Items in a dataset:
· · · · · · ·

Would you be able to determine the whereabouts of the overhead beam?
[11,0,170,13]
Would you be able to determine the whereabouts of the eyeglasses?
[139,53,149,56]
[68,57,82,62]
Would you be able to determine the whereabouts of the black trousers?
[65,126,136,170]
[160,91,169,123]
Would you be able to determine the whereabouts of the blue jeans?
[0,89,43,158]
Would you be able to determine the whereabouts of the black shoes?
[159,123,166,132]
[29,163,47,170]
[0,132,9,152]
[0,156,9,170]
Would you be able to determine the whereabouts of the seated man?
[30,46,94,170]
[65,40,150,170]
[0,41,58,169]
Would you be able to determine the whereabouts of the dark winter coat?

· · · · · · ·

* What is required *
Copy every line of the listing above word for word, without changing anything.

* Complete response *
Would you be able to determine the whereabouts of the overhead beam?
[11,0,170,13]
Would you be able to determine the whereabouts of the eyeglasses?
[139,53,149,56]
[68,57,82,62]
Would you be able to determine the whereabouts of the black trousers?
[65,126,136,170]
[160,91,169,123]
Would you be able to determine the whereabouts of the blue jeans?
[0,89,43,158]
Would you be able to determine the whereabouts of the black shoes?
[159,123,166,132]
[29,163,47,170]
[0,132,9,152]
[0,156,9,170]
Would you be able to determine the whereabouts of the seated man?
[30,46,94,170]
[65,40,150,170]
[0,41,58,169]
Would you be able to determine the whereabouts of the dark winter coat?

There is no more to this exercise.